> _Required work_
Restate word for word the lines from the one containing "parking bay marking." through the end of the listing below, with both ends included.

(Location identification items)
◇ ◇ ◇ ◇ ◇

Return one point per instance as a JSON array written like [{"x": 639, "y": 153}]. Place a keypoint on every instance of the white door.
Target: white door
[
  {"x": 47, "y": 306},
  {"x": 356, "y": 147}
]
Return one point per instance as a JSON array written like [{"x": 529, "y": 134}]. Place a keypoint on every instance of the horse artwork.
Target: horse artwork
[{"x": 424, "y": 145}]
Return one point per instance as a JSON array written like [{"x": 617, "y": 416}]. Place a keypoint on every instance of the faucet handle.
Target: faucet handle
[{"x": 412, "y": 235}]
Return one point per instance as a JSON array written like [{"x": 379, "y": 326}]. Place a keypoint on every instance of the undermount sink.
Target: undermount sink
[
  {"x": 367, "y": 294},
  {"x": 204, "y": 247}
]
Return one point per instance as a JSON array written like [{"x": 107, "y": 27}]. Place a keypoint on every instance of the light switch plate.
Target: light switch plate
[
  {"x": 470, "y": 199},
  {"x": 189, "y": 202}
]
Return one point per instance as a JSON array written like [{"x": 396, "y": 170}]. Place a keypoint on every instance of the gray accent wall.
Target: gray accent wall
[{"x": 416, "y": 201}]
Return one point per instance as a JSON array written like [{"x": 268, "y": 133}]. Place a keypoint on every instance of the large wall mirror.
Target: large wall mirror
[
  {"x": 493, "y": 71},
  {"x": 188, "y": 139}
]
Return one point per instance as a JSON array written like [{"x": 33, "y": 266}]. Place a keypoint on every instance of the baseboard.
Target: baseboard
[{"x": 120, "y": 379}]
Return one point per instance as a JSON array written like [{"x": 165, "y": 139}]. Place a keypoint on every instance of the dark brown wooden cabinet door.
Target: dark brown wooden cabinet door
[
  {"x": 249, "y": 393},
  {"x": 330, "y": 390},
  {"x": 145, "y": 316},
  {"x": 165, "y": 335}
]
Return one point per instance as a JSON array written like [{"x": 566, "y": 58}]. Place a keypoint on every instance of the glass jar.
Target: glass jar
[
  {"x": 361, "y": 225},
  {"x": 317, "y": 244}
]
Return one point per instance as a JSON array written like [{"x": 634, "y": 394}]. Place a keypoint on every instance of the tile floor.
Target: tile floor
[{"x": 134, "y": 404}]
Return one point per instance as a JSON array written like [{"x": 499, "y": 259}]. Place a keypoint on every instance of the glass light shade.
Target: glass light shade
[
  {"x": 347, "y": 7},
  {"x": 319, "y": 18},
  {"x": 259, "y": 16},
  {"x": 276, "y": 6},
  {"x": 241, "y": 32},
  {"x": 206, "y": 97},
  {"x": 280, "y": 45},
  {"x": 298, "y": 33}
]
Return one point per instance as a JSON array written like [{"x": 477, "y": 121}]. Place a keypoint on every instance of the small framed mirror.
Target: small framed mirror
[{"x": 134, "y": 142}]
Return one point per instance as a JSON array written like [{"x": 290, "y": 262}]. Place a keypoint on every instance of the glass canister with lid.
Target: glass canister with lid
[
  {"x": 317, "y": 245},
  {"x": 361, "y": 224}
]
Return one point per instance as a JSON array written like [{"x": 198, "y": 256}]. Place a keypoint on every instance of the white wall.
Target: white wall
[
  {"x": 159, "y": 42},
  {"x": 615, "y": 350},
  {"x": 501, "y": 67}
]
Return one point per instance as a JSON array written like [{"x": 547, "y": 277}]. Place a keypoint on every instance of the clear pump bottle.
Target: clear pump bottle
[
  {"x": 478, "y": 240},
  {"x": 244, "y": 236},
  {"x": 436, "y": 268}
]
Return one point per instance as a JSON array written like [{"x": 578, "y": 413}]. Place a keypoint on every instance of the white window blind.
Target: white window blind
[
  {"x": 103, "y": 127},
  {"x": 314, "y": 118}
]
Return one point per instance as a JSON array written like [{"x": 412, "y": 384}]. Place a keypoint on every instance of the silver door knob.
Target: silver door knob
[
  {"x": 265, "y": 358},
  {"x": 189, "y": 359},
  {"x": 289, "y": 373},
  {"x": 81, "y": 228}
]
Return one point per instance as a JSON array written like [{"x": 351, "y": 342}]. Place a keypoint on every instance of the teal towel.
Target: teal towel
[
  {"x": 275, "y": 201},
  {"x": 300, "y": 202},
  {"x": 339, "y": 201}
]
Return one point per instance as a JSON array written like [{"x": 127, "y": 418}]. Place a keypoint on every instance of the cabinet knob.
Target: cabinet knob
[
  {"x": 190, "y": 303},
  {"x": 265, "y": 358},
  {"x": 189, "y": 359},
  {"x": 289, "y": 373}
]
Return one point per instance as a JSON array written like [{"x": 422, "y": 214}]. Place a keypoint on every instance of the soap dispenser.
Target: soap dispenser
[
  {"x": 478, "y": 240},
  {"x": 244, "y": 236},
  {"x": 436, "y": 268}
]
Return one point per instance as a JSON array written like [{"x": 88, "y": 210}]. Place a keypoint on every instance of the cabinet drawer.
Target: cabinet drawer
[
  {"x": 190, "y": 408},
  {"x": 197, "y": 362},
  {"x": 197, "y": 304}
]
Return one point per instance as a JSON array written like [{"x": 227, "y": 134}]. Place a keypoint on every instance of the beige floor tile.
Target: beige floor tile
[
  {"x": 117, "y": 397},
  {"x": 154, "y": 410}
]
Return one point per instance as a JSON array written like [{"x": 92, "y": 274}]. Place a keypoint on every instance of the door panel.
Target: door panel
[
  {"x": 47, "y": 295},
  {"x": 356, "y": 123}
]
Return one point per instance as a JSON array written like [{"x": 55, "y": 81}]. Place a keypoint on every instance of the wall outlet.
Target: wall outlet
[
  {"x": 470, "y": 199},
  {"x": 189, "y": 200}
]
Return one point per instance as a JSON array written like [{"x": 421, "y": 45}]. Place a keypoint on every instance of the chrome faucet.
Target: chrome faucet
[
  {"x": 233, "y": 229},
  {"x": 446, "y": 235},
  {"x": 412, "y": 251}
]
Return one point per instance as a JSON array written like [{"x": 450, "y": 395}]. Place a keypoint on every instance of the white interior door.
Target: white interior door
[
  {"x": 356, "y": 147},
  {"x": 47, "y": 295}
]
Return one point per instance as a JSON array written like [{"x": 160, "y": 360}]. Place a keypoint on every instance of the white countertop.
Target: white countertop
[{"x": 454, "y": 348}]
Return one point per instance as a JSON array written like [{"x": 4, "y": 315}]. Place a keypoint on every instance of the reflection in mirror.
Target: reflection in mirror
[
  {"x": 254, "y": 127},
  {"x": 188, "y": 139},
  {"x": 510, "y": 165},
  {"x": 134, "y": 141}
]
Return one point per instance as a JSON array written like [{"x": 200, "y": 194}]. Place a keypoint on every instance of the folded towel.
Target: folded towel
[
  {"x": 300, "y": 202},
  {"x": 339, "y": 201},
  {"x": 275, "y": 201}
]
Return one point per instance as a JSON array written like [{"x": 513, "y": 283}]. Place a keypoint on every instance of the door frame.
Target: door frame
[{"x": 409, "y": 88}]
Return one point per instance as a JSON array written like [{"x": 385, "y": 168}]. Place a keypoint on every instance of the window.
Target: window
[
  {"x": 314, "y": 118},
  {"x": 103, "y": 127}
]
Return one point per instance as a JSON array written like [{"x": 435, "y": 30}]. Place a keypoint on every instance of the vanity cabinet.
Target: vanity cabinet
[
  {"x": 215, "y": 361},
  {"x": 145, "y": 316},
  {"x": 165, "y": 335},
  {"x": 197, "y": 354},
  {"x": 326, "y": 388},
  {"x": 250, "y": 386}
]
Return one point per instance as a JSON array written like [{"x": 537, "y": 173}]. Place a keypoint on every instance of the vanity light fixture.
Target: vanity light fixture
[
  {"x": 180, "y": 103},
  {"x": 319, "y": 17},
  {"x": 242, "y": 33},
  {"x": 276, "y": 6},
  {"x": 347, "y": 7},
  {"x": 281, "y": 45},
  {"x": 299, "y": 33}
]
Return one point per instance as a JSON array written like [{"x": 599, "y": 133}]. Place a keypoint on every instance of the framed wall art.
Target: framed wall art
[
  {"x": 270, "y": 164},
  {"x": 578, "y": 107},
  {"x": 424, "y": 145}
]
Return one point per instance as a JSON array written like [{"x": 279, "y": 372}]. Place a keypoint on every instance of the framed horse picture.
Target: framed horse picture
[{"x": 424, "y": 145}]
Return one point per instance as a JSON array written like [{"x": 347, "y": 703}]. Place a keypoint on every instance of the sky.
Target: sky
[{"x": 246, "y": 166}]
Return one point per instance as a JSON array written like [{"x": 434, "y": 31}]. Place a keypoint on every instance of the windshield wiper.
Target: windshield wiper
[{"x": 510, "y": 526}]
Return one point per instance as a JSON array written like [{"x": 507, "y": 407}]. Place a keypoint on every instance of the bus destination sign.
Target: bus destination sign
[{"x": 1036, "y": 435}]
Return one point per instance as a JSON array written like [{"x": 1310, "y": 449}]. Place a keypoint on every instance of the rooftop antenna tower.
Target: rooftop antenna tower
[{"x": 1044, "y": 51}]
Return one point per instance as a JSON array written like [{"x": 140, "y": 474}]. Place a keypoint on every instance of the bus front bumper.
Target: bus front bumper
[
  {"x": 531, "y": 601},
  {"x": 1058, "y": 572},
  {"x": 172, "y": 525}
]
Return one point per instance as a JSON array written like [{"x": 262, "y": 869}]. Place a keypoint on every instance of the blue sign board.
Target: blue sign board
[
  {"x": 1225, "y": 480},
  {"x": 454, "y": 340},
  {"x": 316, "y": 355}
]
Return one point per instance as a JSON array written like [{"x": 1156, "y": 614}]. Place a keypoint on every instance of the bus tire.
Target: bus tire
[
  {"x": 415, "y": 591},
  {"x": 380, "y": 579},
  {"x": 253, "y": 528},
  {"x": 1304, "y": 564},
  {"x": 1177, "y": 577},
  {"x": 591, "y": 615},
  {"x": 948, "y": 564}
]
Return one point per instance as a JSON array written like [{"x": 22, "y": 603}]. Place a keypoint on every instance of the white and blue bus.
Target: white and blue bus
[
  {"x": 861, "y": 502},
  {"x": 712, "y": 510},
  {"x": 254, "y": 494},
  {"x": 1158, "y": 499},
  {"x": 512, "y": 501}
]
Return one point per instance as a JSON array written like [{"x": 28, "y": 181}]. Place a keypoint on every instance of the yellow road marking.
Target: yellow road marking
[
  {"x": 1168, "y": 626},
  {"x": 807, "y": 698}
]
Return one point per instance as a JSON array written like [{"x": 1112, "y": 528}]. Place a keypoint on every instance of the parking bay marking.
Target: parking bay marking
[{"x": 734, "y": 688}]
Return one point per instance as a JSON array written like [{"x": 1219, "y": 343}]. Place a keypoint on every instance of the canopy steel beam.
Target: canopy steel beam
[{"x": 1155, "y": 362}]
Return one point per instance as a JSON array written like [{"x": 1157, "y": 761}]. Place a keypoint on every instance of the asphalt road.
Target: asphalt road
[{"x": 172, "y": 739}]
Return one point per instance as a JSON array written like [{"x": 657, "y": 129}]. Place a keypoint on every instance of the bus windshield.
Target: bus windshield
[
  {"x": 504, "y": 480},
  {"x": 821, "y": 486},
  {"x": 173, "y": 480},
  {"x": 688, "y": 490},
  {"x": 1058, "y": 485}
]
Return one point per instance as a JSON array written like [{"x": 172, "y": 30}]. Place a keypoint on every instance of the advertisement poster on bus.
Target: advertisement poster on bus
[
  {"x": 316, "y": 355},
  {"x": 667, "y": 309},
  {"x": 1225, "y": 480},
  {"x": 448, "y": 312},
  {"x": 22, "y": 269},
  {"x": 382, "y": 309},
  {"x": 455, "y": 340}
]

◇ ◇ ◇ ◇ ◇

> _Result of this task_
Return one point per instance as a JSON array written like [{"x": 1112, "y": 528}]. Place a keypoint on every instance of the parking bay marking.
Target: parking bay marking
[{"x": 734, "y": 688}]
Return one point per instance as a JSON array written like [{"x": 1219, "y": 343}]. Place a keypoint on every instance of the canopy steel beam.
Target: canopy steel beam
[{"x": 1155, "y": 362}]
Return one point per instance as a JSON array written like [{"x": 1157, "y": 761}]. Place a keypoint on every instance of the asphalt road.
Target: asphalt road
[{"x": 172, "y": 739}]
Return one point per instance as a JSON array written like [{"x": 657, "y": 129}]. Place a keypoint on every instance of the bus windshield.
Target: bus windshield
[
  {"x": 504, "y": 480},
  {"x": 821, "y": 486},
  {"x": 173, "y": 480},
  {"x": 688, "y": 490},
  {"x": 1058, "y": 485}
]
Return one point per instance as a JSON array written like [{"x": 172, "y": 30}]. Place a keypoint on every instance of the advertisement poster on bus.
Target: advertisement poster on bus
[
  {"x": 316, "y": 355},
  {"x": 667, "y": 309},
  {"x": 1225, "y": 480},
  {"x": 448, "y": 312},
  {"x": 22, "y": 269},
  {"x": 382, "y": 309},
  {"x": 455, "y": 340}
]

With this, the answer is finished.